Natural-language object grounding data
════════════════════

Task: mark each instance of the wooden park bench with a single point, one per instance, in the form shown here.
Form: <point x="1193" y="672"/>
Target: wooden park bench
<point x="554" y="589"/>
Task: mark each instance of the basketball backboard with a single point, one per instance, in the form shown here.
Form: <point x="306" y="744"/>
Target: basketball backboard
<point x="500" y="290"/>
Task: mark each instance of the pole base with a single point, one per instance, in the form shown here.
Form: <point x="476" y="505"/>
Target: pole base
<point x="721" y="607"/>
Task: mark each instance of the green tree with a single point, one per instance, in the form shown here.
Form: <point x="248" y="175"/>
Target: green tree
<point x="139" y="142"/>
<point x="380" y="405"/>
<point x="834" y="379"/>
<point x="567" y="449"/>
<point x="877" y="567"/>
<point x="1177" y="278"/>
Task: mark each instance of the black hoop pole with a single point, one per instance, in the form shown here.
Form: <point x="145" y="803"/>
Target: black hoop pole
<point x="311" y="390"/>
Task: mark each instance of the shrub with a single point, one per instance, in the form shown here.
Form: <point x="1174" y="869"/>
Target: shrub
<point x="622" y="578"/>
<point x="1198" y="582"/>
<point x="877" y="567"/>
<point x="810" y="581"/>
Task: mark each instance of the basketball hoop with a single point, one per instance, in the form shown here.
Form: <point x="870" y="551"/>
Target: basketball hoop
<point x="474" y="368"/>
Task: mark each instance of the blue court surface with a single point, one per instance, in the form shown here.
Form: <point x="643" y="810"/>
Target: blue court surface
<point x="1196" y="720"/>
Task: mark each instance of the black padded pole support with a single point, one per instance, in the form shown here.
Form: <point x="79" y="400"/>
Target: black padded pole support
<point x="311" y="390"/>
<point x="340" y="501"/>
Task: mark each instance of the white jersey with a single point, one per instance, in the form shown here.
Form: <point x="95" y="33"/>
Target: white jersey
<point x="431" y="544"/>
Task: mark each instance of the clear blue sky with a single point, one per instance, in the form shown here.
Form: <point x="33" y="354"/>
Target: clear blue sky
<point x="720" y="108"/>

════════════════════

Task description — Nothing in the records may be altered; restate them word for word.

Your solution —
Task: mark each instance of the wooden park bench with a single point, one per instance, in the form shown here.
Form: <point x="1193" y="672"/>
Target: wooden park bench
<point x="554" y="589"/>
Task: mark each instance of the basketball backboard with a single point, one per instance, in the form shown here.
Form: <point x="306" y="744"/>
Target: basketball backboard
<point x="500" y="290"/>
Task: mark each instance of the pole base with a single point, one per instance, in the form shown here.
Form: <point x="476" y="505"/>
Target: pole base
<point x="721" y="607"/>
Task: mark each instance of the green tree with a single point, one per instance, in the form shown here.
Form: <point x="248" y="175"/>
Target: green tree
<point x="139" y="142"/>
<point x="380" y="405"/>
<point x="834" y="379"/>
<point x="567" y="449"/>
<point x="877" y="567"/>
<point x="1177" y="278"/>
Task: mark each instance of the black hoop pole with a single point, one per instance, in the form shown here.
Form: <point x="145" y="803"/>
Target: black hoop pole
<point x="311" y="390"/>
Task: mark each instance of the shrub with a single point, one per instance, in the form shown here.
Form: <point x="1174" y="869"/>
Target: shrub
<point x="622" y="578"/>
<point x="1198" y="582"/>
<point x="877" y="567"/>
<point x="810" y="581"/>
Task: mark each instance of the basketball hoop with a single point, one per instance, in the form shown here.
Form: <point x="870" y="551"/>
Target: basketball hoop
<point x="474" y="368"/>
Task: mark each instance of the blue court surface with a single point, one per instance, in the form shown here.
Form: <point x="643" y="810"/>
Target: blue court surface
<point x="1196" y="720"/>
Task: mark each instance of the black padded pole support with a single point, one per instance, in the form shown here.
Form: <point x="79" y="400"/>
Target: black padded pole support
<point x="311" y="390"/>
<point x="340" y="501"/>
Task: mark each instance of the white jersey with a single point, one per instance, in the form shown here.
Form: <point x="95" y="33"/>
Target: white jersey
<point x="431" y="544"/>
Task: mark each instance of the clear blue sky with a single point, one per instance, in the form shown here.
Form: <point x="33" y="354"/>
Target: clear blue sky
<point x="720" y="108"/>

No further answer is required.